EXERCISE TASK: Can you quote every line below word for word, leaving out the picture?

GIVEN DATA:
····················

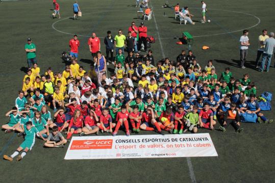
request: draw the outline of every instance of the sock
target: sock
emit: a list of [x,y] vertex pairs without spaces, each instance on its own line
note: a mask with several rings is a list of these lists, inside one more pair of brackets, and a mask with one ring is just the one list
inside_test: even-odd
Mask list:
[[155,122],[154,123],[154,125],[155,126],[156,126],[156,128],[158,130],[158,132],[161,132],[161,129],[160,128],[160,125],[159,125],[159,123],[158,123],[157,122]]
[[135,123],[135,122],[132,122],[131,123],[131,124],[132,125],[132,127],[133,127],[133,128],[136,128],[136,123]]
[[11,155],[11,157],[13,158],[18,154],[19,154],[19,151],[18,150],[16,150],[14,151],[14,152],[13,152],[13,154]]
[[123,124],[125,126],[125,128],[126,131],[129,130],[129,123],[128,123],[128,120],[126,120],[123,122]]
[[71,137],[71,135],[72,135],[72,134],[70,132],[69,132],[67,134],[67,139],[69,139],[69,138],[70,138],[70,137]]
[[154,131],[154,129],[151,127],[146,127],[145,130],[147,131]]
[[27,154],[27,152],[25,151],[23,151],[21,153],[21,157],[22,157],[22,158],[23,158],[23,157],[24,157]]
[[265,117],[264,117],[264,116],[262,116],[260,117],[260,118],[264,121],[266,121],[266,120],[267,119],[266,119],[266,118]]
[[178,121],[174,122],[174,129],[178,129]]
[[136,129],[139,128],[139,126],[140,126],[140,122],[137,122],[137,128]]
[[118,129],[119,129],[119,127],[120,127],[121,125],[121,123],[120,122],[120,121],[117,121],[116,125],[115,126],[115,132],[117,132],[117,131],[118,131]]
[[209,128],[209,124],[210,124],[209,123],[203,123],[203,125],[204,126],[204,128],[207,128],[207,129]]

····················

OUTPUT FOR THIS EXERCISE:
request: draw the outline of every instance of the sock
target: sock
emit: a list of [x,y] vertex pairs without spaces, each instance on its own line
note: a mask with several rings is a list of these lists, inside one more pair of brackets, and a mask with one ring is just the one list
inside_test: even-odd
Mask list:
[[155,122],[154,123],[154,125],[155,126],[156,126],[156,128],[158,130],[158,132],[161,132],[161,129],[160,128],[160,125],[159,125],[159,123],[158,123],[157,122]]
[[135,123],[135,122],[132,122],[131,123],[131,124],[132,125],[132,127],[133,127],[133,128],[136,128],[136,123]]
[[11,155],[11,157],[13,158],[18,154],[19,154],[19,151],[18,150],[16,150],[14,151],[14,152],[13,152],[13,154]]
[[123,124],[125,126],[125,128],[126,131],[129,130],[129,123],[128,123],[128,120],[126,120],[123,122]]
[[71,137],[71,135],[72,135],[72,134],[70,132],[69,132],[67,134],[67,139],[69,139],[69,138],[70,138],[70,137]]
[[154,131],[154,129],[151,127],[146,127],[145,130],[147,131]]
[[27,154],[27,152],[25,151],[23,151],[21,153],[21,157],[22,157],[22,158],[23,158],[23,157],[24,157]]
[[265,117],[264,117],[264,116],[262,116],[260,117],[260,118],[264,121],[266,121],[266,120],[267,119],[266,119],[266,118]]
[[178,121],[174,122],[174,129],[178,129]]
[[136,129],[139,128],[139,126],[140,126],[140,122],[137,122],[137,128]]
[[118,129],[119,129],[119,127],[120,127],[121,125],[121,123],[120,122],[120,121],[117,121],[116,125],[115,126],[115,132],[117,132],[117,131],[118,131]]
[[209,128],[209,124],[210,124],[209,123],[203,123],[203,125],[204,126],[204,128],[207,128],[207,129]]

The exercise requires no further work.